= Richard Heygate =

Sir Richard John Gage Heygate, 6th Baronet (born 1940) is a businessman and writer. As a businessman, he is chiefly known for being part of the team which created the world's first on-line ATM and for a long career as a McKinsey & Company partner. As a writer, he has co-authored two books about England published by John Murray.

==Career==
Richard Heygate is the son of Sir John Heygate, a writer, and Gwyneth Lloyd, a Gaumont-British film actress. He was educated at Repton School and Balliol College, Oxford.

After leaving Oxford Richard Heygate joined IBM in its Banking Division and led the team that created the first on-line ATM for Lloyds Bank. The Bank itself was built by his maternal grandfather, Howard Lloyd, in the 19th century. After IBM, he began a long career in Management Consultancy McKinsey in two separate periods, during the second of which he was elected a partner.

**Written task A**
In the Richard Heygate biography, for which bank did his team create the first on-line ATM?
**Written task B**
Decide whether each statement agrees with the Richard Heygate biography: (i) He was educated at Eton. (ii) His mother was a film actress. (iii) He was elected a McKinsey partner during his first period there.
**Written task C**
Extend the Richard Heygate biography, beginning after its final sentence.
The lines after the Richard Heygate biography are separate material.

**Data records**
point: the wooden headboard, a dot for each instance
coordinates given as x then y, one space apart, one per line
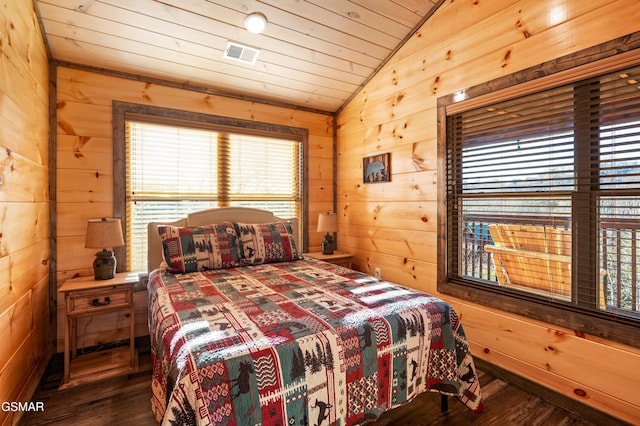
207 217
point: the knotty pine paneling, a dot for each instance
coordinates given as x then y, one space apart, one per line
85 165
24 204
464 44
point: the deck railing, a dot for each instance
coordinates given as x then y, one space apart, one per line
619 255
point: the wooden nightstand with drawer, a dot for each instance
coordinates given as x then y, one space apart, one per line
84 296
337 258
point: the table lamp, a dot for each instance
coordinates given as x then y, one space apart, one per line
327 222
104 233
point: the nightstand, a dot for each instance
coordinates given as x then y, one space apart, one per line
84 296
337 258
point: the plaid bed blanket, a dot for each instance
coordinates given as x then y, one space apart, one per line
299 343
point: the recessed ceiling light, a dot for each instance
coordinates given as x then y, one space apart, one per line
255 22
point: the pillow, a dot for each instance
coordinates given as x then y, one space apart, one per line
192 249
266 243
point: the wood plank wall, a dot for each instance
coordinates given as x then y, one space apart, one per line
393 225
85 168
24 203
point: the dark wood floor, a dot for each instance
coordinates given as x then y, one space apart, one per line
125 401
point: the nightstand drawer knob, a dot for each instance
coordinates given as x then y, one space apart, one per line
97 302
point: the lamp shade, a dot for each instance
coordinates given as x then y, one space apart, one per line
104 233
327 222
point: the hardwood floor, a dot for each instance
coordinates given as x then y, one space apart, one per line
126 401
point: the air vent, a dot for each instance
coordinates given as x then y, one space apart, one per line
241 53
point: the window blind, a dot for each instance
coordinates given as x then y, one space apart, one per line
543 193
173 170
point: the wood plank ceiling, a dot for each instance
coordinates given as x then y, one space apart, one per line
314 54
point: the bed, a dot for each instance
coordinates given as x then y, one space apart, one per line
246 330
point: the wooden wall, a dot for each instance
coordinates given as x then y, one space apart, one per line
24 203
393 225
85 167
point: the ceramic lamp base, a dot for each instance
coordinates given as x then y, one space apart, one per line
104 266
327 244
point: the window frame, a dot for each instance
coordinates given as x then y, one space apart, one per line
171 116
590 62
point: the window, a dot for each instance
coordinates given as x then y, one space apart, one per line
178 163
543 196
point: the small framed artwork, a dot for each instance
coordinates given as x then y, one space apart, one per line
376 168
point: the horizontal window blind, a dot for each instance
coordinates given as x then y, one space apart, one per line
543 193
173 170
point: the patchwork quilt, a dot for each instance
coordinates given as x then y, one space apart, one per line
299 343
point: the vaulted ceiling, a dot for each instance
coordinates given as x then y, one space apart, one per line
314 54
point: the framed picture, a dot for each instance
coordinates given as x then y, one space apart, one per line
376 168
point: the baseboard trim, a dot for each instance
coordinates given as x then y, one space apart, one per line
569 404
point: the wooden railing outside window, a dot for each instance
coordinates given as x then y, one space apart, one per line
619 248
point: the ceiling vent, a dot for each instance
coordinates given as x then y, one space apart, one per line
241 53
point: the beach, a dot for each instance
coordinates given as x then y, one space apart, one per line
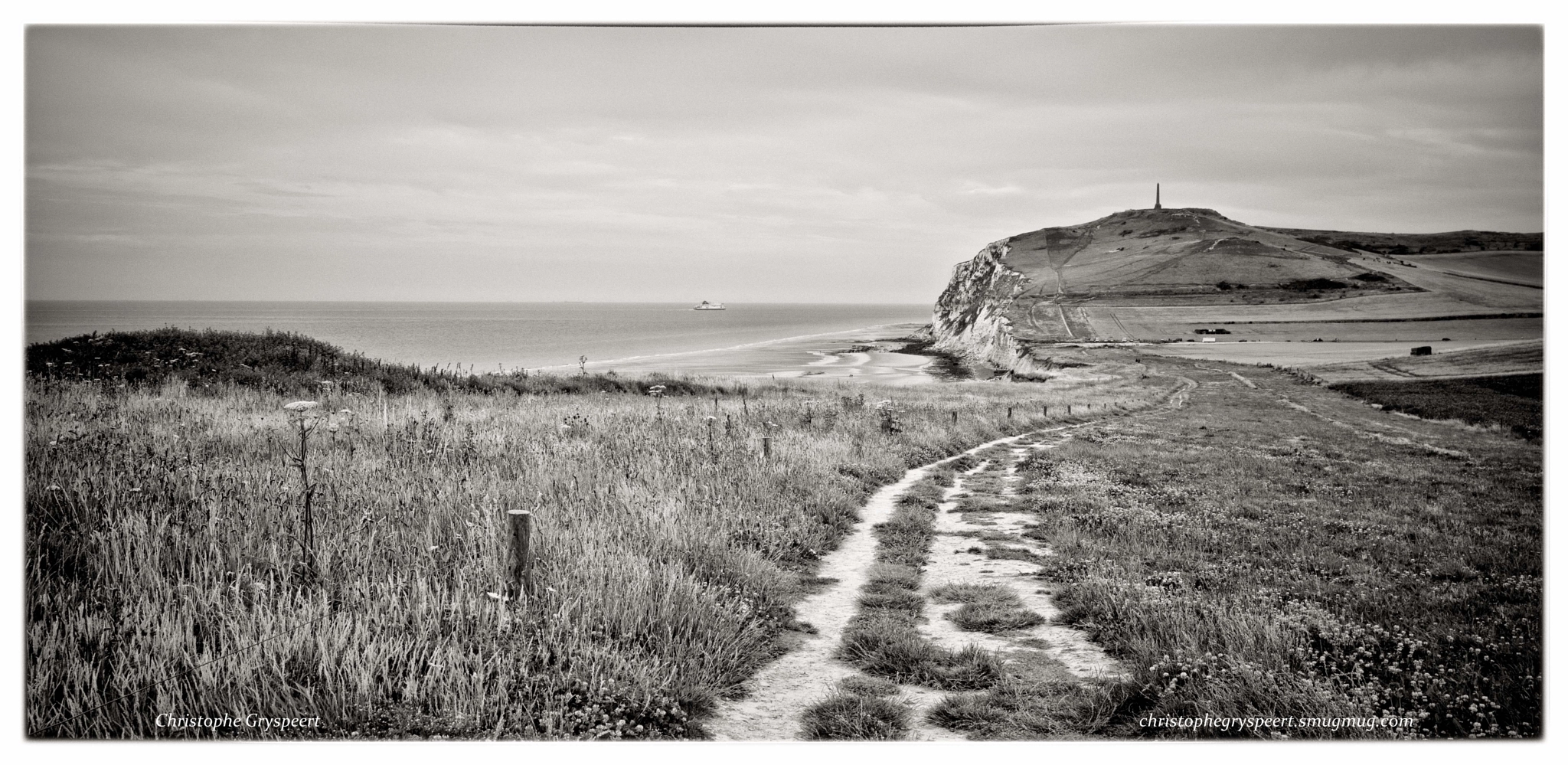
867 355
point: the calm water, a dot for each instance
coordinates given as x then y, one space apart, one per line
485 335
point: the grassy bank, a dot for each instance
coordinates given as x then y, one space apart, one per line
1509 402
1247 558
164 546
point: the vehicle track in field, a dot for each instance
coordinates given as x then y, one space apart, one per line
808 673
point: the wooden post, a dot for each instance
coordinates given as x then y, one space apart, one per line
521 552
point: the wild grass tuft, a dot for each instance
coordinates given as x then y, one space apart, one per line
857 717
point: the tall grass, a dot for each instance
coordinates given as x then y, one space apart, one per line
1250 560
162 549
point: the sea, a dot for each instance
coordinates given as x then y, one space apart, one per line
486 336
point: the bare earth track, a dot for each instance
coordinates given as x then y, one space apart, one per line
809 672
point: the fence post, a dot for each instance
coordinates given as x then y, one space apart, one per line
521 552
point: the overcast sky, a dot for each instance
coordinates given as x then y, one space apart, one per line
746 165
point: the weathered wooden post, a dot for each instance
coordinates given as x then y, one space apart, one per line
521 552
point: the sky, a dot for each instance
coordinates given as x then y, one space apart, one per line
740 165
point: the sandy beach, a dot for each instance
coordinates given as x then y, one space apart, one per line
866 355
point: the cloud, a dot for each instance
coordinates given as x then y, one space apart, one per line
168 157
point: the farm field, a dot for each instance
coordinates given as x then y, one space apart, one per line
1165 322
1494 359
1310 355
1511 402
1521 328
1473 292
1512 265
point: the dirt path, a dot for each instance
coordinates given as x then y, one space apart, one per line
808 673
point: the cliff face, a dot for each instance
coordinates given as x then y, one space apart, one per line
971 314
1060 284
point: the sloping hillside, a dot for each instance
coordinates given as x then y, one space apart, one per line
1037 286
1170 275
1191 253
1419 244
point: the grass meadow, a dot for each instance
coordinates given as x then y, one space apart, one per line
1247 558
164 543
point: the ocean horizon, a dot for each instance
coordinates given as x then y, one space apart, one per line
480 335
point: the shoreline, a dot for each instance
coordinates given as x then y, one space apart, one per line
864 355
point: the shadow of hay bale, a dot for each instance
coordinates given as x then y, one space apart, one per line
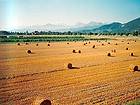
49 45
134 68
46 102
93 46
69 66
126 48
131 54
79 51
18 44
74 51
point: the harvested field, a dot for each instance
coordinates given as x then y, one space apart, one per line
28 79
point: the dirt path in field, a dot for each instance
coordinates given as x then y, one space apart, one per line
27 79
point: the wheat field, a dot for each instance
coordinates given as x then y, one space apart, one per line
28 79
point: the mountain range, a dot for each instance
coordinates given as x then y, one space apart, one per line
94 27
130 26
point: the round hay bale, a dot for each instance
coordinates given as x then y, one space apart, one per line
131 54
109 54
74 51
69 66
93 46
134 67
18 44
29 51
27 43
46 102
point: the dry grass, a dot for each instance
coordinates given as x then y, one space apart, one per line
43 75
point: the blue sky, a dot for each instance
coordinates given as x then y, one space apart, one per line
16 13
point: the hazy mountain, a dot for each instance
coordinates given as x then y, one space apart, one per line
60 27
132 26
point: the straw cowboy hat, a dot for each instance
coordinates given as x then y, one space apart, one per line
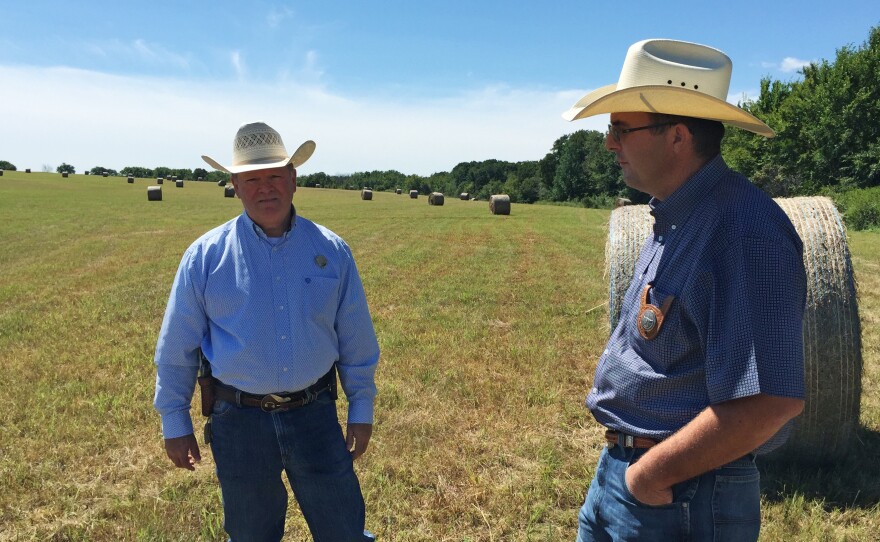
258 146
671 77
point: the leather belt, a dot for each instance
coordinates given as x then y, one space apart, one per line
628 441
277 401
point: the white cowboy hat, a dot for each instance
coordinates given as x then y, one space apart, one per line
671 77
258 146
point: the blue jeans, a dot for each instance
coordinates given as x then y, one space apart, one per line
251 448
721 505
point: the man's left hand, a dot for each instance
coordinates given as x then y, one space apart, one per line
357 437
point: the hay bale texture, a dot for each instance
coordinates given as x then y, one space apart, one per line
499 204
832 332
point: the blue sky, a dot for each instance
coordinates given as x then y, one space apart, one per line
416 86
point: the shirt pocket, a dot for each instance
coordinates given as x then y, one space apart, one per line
670 344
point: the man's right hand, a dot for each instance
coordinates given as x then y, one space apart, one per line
183 451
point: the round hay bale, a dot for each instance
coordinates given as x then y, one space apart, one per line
499 204
832 332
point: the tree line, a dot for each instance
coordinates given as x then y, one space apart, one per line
827 142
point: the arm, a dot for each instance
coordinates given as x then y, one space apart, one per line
717 436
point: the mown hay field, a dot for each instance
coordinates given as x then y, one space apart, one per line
490 326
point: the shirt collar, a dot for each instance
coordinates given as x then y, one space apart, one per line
672 212
259 231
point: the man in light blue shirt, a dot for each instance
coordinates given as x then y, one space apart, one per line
275 306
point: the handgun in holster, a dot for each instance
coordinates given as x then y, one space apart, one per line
206 387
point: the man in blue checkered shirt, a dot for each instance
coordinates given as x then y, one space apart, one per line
704 369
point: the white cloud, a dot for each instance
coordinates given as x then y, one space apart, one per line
87 118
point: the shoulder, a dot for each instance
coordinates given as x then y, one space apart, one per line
320 234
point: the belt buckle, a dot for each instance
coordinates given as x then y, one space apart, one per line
270 402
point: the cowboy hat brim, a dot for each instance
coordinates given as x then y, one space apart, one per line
665 100
298 158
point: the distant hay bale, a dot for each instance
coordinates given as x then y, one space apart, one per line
832 332
499 204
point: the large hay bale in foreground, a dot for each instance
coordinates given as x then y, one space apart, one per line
499 204
832 332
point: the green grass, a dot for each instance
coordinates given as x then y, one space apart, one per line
490 327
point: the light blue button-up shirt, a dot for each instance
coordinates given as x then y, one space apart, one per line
271 314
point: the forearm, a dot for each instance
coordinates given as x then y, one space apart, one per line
717 436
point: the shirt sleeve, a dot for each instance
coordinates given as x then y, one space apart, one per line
756 327
184 326
358 347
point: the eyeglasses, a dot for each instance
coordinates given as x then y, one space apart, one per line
616 132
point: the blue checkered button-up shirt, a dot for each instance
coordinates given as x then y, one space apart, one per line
272 315
734 263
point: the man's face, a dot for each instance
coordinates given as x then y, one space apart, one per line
642 155
266 195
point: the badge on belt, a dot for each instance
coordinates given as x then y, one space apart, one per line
650 318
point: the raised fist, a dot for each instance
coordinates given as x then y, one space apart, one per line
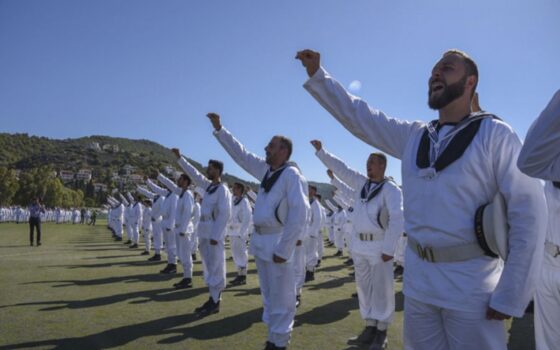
311 60
215 120
317 144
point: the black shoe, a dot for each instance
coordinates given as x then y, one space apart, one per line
309 276
211 308
380 341
170 268
239 280
156 257
183 284
366 337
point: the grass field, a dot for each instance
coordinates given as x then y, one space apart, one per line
81 290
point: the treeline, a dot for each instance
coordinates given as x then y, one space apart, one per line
39 182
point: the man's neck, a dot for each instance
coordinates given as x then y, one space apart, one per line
454 112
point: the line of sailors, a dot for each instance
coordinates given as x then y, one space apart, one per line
18 215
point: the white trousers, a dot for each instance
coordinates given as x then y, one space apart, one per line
374 283
277 283
170 246
311 252
547 309
147 241
339 239
428 327
299 268
158 236
214 265
239 253
184 246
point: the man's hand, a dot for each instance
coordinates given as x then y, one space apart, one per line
215 120
317 144
311 60
176 152
475 106
386 257
492 314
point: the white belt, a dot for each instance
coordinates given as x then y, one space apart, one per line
371 236
552 249
446 254
267 230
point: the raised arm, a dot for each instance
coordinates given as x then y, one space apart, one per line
250 162
540 155
369 125
155 188
350 176
168 183
526 216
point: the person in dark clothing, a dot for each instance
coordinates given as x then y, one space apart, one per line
35 210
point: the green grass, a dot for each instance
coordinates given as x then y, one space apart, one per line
80 290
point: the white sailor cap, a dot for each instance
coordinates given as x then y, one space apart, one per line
491 227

**Task response A**
Lloyds Bank.

**Task response B**
(i) No: "He was educated at Repton School and Balliol College, Oxford."
(ii) Yes: "Gwyneth Lloyd, a Gaumont-British film actress."
(iii) No: "during the second of which he was elected a partner."

**Task response C**
In the middle of this career, he resigned to run the family estates in Bellarena, Northern Ireland. He created a modern food factory and exported luxury products, such as smoked salmon, throughout the world. A local newspaper in Port-au-Prince dubbed him "Le Roi de Saumon Fume".

Richard Heygate has published a number of articles in his company's business journal, the McKinsey Quarterly. Most recently, he has been involved in writing, TV and radio, including

- The Bart and the Bounder (BBC2, air date 28 Feb 2006)
- Endangered Species (Hardback 2007), (Paperback 2008)
- The Book of English Magic (Hardback 2009), (Paperback 2010), (US edition 2010)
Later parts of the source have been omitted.